TEXTO DE ESTUDO:
::::

ResponderExcluirO projeto prevê a distribuição de 2,5 m3/s de água à população difusa nas proximidades dos canais, por meio de 400 chafarizes públicos, o que poderá acarretar um grande aumento populacional, sendo esperado o surgimento de novas cidades. A pequena infiltração ao longo dos canais será um grande benefício para essa população, pois poderá ensejar a perfuração de poços artesianos que funcionem durante todo o ano. Quando as condições em Sobradinho permitirem vazão maior de bombeamento, essa infiltração será mais intensa, fortalecendo o reservatório subterrâneo.
Em anos úmidos, será utilizada a vazão fornecida pela própria sinergia hídrica, limitando-se a transposição à vazão suficiente ao abastecimento da população difusa nas proximidades dos canais. Durante o período de estiagem, em que os canais terão menor vazão, essa poderá ser reforçada pela percolação de água do reservatório subterrâneo, sempre que seu nível for superior ao nível do canal.
O uso de canais concretados vai à contramão da atual tendência mundial. A canalização de rios e córregos, feita em cidades da Europa há mais de meio século, com o objetivo de proteção contra as enchentes que ocorriam regularmente, não deu certo. A canalização aumenta a velocidade da água (e, consequentemente, o seu poder de destruição a jusante), propicia a ocupação e a utilização de áreas sujeitas a inundação, além de exterminar peixes, pássaros e a vegetação dos rios e das baixadas. Hoje, na Europa, a maior parte dos rios e córregos está sendo revitalizada, ou seja, as canalizações estão sendo desfeitas e devolvidas as curvas originais dos rios para diminuir as enchentes e criar condições de vida no curso de água, trazendo o peixe de volta.
Para a construção dos canais, sejam de concreto, sejam simplesmente escavados no solo, é imprescindível a derrubada da mata. O plantio de mata ciliar às margens do canal compensará, em parte, a perda de vegetação. Se os canais forem simplesmente escavados no solo, essa vegetação servirá como mata ciliar, retendo parte da água de chuva, que se infiltrará em maior quantidade no subsolo. Se os canais forem concretados, não haverá qualquer interação entre canais e vegetação.

::::

DADOS FORNECIDOS:
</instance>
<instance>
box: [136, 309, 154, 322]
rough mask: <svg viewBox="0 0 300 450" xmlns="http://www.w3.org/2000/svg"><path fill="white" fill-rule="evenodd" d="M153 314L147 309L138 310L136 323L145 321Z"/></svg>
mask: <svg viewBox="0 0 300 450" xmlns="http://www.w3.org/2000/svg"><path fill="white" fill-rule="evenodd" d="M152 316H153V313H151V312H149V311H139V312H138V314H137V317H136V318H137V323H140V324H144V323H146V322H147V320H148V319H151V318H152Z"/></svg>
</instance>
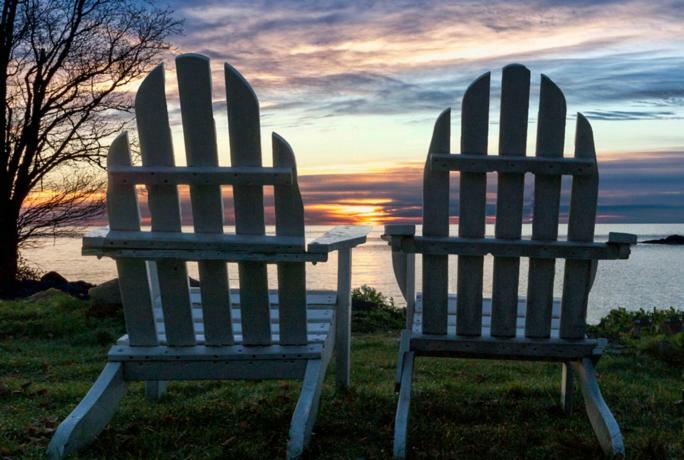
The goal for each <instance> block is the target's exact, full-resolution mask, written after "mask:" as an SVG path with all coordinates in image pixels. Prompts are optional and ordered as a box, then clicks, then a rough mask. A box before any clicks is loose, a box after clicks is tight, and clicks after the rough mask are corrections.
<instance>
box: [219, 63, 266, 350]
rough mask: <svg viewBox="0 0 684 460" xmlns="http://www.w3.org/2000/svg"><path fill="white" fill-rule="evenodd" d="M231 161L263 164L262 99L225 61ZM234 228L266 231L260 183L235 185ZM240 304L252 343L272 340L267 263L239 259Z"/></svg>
mask: <svg viewBox="0 0 684 460" xmlns="http://www.w3.org/2000/svg"><path fill="white" fill-rule="evenodd" d="M225 76H226V99H227V103H228V129H229V134H230V161H231V164H232V166H261V133H260V130H259V126H260V122H259V101H258V100H257V97H256V94H254V91H253V90H252V87H251V86H250V85H249V83H247V81H246V80H245V79H244V77H243V76H242V75H241V74H240V73H239V72H238V71H237V70H236V69H235V68H234V67H232V66H230V65H229V64H225ZM233 198H234V202H235V230H236V233H237V234H242V235H263V234H264V232H265V227H264V194H263V190H262V188H261V187H255V186H252V185H236V186H235V187H233ZM238 271H239V275H240V294H241V297H242V300H241V305H240V308H242V312H243V323H242V325H243V329H244V331H245V341H246V343H248V344H252V345H268V344H270V342H271V331H270V322H269V320H268V279H267V275H266V265H265V264H264V263H260V262H240V263H239V264H238Z"/></svg>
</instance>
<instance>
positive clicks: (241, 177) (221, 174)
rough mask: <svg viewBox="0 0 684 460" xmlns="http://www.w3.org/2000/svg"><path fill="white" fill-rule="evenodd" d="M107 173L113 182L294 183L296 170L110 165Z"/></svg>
mask: <svg viewBox="0 0 684 460" xmlns="http://www.w3.org/2000/svg"><path fill="white" fill-rule="evenodd" d="M212 121H213V120H212ZM107 173H108V175H109V180H110V182H112V183H115V184H145V185H181V184H187V185H259V186H261V185H287V184H291V183H292V171H290V170H289V169H287V168H265V167H259V168H254V167H249V166H244V167H239V168H229V167H220V166H215V167H206V166H195V165H192V166H189V167H180V166H174V167H168V166H125V167H116V168H112V169H108V170H107Z"/></svg>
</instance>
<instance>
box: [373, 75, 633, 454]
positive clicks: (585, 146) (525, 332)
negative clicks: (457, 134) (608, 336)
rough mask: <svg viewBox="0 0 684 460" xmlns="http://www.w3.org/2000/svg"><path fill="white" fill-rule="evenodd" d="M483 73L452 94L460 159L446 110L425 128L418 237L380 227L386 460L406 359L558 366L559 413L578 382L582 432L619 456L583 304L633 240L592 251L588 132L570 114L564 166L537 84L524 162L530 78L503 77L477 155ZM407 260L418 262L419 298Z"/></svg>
mask: <svg viewBox="0 0 684 460" xmlns="http://www.w3.org/2000/svg"><path fill="white" fill-rule="evenodd" d="M489 83H490V75H489V73H486V74H484V75H482V76H481V77H480V78H478V79H477V80H476V81H475V82H474V83H473V84H472V85H471V86H470V87H469V88H468V90H467V91H466V93H465V95H464V96H463V103H462V104H463V105H462V118H461V120H462V121H461V122H462V124H461V153H460V154H451V153H449V152H450V111H449V110H446V111H444V112H443V113H442V114H441V115H440V116H439V118H438V119H437V122H436V124H435V128H434V133H433V135H432V142H431V143H430V149H429V152H428V156H427V162H426V164H425V173H424V183H423V203H424V204H423V236H415V227H414V226H413V225H388V226H386V227H385V235H384V238H385V239H386V240H388V241H389V243H390V245H391V246H392V250H393V252H392V258H393V266H394V271H395V275H396V278H397V281H398V283H399V286H400V288H401V291H402V293H403V295H404V297H405V298H406V301H407V324H406V330H404V331H403V333H402V338H401V345H400V352H399V361H398V366H397V388H398V390H399V402H398V406H397V414H396V424H395V437H394V455H395V457H398V458H403V457H404V456H405V455H406V437H407V430H408V416H409V405H410V398H411V383H412V374H413V361H414V358H415V357H416V356H446V357H472V358H489V359H518V360H532V361H560V362H561V363H563V377H562V386H561V393H562V394H561V403H562V405H563V407H564V409H565V410H566V411H567V412H569V411H570V409H571V396H572V388H573V373H575V374H576V375H577V378H578V380H579V384H580V387H581V389H582V393H583V395H584V400H585V406H586V410H587V413H588V415H589V419H590V421H591V424H592V426H593V428H594V431H595V432H596V435H597V436H598V439H599V441H600V443H601V446H602V447H603V450H604V451H605V453H606V454H609V455H614V456H620V455H622V454H623V452H624V447H623V442H622V437H621V434H620V429H619V427H618V424H617V423H616V421H615V419H614V417H613V415H612V414H611V412H610V410H609V409H608V406H607V405H606V403H605V402H604V400H603V397H602V396H601V392H600V390H599V386H598V383H597V381H596V375H595V373H594V364H595V363H596V362H597V361H598V359H599V358H600V356H601V353H602V350H603V347H604V344H605V341H603V340H597V339H589V338H587V337H586V334H585V320H586V313H587V299H588V295H589V290H590V289H591V285H592V283H593V281H594V276H595V274H596V264H597V261H598V260H599V259H626V258H627V257H628V256H629V252H630V249H629V246H630V244H633V243H635V242H636V237H634V236H633V235H627V234H617V233H611V234H610V236H609V238H608V243H607V244H606V243H596V242H594V241H593V240H594V222H595V217H596V198H597V194H598V169H597V164H596V153H595V150H594V140H593V134H592V131H591V126H590V125H589V122H588V121H587V119H586V118H585V117H584V116H582V115H581V114H578V115H577V131H576V137H575V156H574V158H564V157H563V143H564V137H565V118H566V107H565V98H564V97H563V93H562V92H561V91H560V89H559V88H558V87H557V86H556V85H555V84H554V83H553V82H552V81H551V80H550V79H549V78H548V77H546V76H542V80H541V95H540V102H539V116H538V122H537V123H538V125H537V144H536V156H535V157H525V149H526V139H527V121H528V120H527V117H528V105H529V101H528V99H529V91H530V72H529V70H528V69H526V68H525V67H523V66H521V65H509V66H507V67H505V68H504V69H503V82H502V90H501V113H500V117H501V118H500V125H499V126H500V135H499V155H498V156H494V155H487V134H488V132H487V129H488V126H489ZM450 171H459V172H460V189H459V211H460V212H459V219H460V220H459V231H458V233H459V235H458V237H452V236H449V172H450ZM489 172H496V173H497V174H498V187H497V204H496V230H495V237H494V238H491V237H485V203H486V197H485V193H486V173H489ZM525 173H531V174H533V175H534V178H535V182H534V184H535V186H534V208H533V211H534V220H533V224H532V225H533V227H532V228H533V229H532V239H531V240H524V239H521V224H522V211H523V188H524V175H525ZM563 175H569V176H572V192H571V199H570V217H569V224H568V238H567V241H557V237H558V212H559V200H560V189H561V176H563ZM415 254H423V258H422V261H423V267H422V269H423V280H422V288H423V293H422V296H421V295H417V296H416V294H415V273H414V272H415ZM449 254H457V255H458V275H457V283H458V289H457V295H450V294H449V293H448V262H447V258H448V255H449ZM486 254H491V255H493V256H494V274H493V290H492V292H493V295H492V298H491V299H483V297H482V288H483V256H484V255H486ZM520 257H528V258H529V260H530V264H529V274H528V280H529V282H528V286H527V299H524V298H518V275H519V263H520ZM556 259H566V262H565V274H564V280H563V296H562V300H554V298H553V285H554V275H555V260H556Z"/></svg>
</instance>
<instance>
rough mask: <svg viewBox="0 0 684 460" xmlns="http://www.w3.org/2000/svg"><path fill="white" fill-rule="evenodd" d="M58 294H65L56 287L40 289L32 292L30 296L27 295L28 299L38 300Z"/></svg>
mask: <svg viewBox="0 0 684 460" xmlns="http://www.w3.org/2000/svg"><path fill="white" fill-rule="evenodd" d="M58 295H64V293H63V292H62V291H60V290H59V289H56V288H48V289H46V290H44V291H38V292H36V293H35V294H31V295H30V296H28V297H26V301H27V302H38V301H41V300H45V299H49V298H50V297H54V296H58Z"/></svg>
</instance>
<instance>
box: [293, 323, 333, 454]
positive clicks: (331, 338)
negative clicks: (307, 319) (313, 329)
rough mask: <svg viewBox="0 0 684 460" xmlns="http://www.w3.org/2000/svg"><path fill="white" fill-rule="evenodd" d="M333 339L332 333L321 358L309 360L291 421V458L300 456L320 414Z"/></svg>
mask: <svg viewBox="0 0 684 460" xmlns="http://www.w3.org/2000/svg"><path fill="white" fill-rule="evenodd" d="M332 339H333V337H332V335H331V336H329V337H328V338H327V339H326V342H325V344H324V345H323V352H322V354H321V359H315V360H309V361H308V362H307V364H306V372H305V374H304V381H303V382H302V390H301V393H300V394H299V399H298V400H297V405H296V406H295V410H294V412H293V413H292V422H291V423H290V434H289V439H288V442H287V457H288V458H289V459H293V458H300V456H301V454H302V453H303V452H304V449H306V446H307V444H308V442H309V439H310V438H311V432H312V430H313V426H314V423H315V422H316V416H317V415H318V404H319V401H320V397H321V390H322V389H323V382H324V381H325V371H326V369H327V368H328V363H329V362H330V357H331V356H332V350H333V340H332Z"/></svg>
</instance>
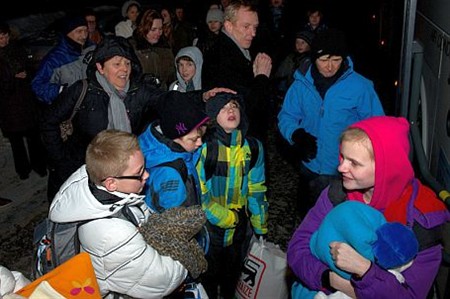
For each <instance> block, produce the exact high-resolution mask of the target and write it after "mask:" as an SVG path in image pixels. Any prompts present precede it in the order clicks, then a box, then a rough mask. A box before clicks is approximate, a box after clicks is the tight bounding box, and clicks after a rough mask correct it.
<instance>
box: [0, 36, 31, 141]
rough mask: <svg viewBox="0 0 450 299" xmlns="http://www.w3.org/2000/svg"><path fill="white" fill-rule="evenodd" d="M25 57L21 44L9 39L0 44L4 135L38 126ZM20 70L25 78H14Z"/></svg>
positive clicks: (8, 135) (0, 123)
mask: <svg viewBox="0 0 450 299" xmlns="http://www.w3.org/2000/svg"><path fill="white" fill-rule="evenodd" d="M27 61H28V58H27V54H26V51H25V48H23V47H22V46H21V45H18V44H15V43H10V44H9V45H7V46H5V47H4V48H0V128H1V130H2V132H3V135H5V136H6V137H8V136H9V134H10V133H19V132H22V133H23V132H26V131H30V130H35V129H36V128H37V126H38V117H37V110H38V109H37V107H38V103H37V100H36V97H35V95H34V93H33V91H32V89H31V82H30V79H29V77H30V76H31V72H30V68H28V65H26V62H27ZM22 71H27V78H25V79H20V78H16V77H15V75H16V74H17V73H19V72H22Z"/></svg>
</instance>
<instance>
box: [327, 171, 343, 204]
mask: <svg viewBox="0 0 450 299" xmlns="http://www.w3.org/2000/svg"><path fill="white" fill-rule="evenodd" d="M328 198H329V199H330V201H331V203H332V204H333V206H337V205H338V204H340V203H342V202H344V201H345V200H346V199H347V194H346V193H345V191H344V187H343V185H342V179H341V178H339V177H335V178H332V179H331V181H330V188H329V189H328Z"/></svg>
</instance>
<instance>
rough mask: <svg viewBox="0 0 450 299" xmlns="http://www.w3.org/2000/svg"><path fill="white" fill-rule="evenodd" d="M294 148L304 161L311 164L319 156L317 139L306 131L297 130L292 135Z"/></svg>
mask: <svg viewBox="0 0 450 299" xmlns="http://www.w3.org/2000/svg"><path fill="white" fill-rule="evenodd" d="M292 141H294V147H295V149H296V151H297V152H298V154H299V158H300V160H302V161H305V162H309V161H311V160H312V159H314V158H315V157H316V155H317V138H316V137H314V136H313V135H311V134H309V133H308V132H306V131H305V130H304V129H297V130H295V131H294V133H293V134H292Z"/></svg>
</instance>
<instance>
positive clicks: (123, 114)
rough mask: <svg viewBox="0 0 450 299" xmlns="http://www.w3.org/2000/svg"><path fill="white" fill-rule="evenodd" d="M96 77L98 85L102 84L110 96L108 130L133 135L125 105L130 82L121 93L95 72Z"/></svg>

::::

EXERCÍCIOS:
(a) Liste os efeitos da canalização de rios e córregos apontados no texto sobre os canais.
(b) Reproduza, sem nenhuma alteração, o trecho do texto sobre os canais que vai de "Em anos úmidos, será" até "nível do canal.", incluindo esses dois pontos.
Responda com base apenas no texto, sem recorrer aos registros.

RESPOSTAS:
(a)
- Aumenta a velocidade da água e, consequentemente, o seu poder de destruição a jusante.
- Propicia a ocupação e a utilização de áreas sujeitas a inundação.
- Extermina peixes, pássaros e a vegetação dos rios e das baixadas.

(b)
Em anos úmidos, será utilizada a vazão fornecida pela própria sinergia hídrica, limitando-se a transposição à vazão suficiente ao abastecimento da população difusa nas proximidades dos canais. Durante o período de estiagem, em que os canais terão menor vazão, essa poderá ser reforçada pela percolação de água do reservatório subterrâneo, sempre que seu nível for superior ao nível do canal.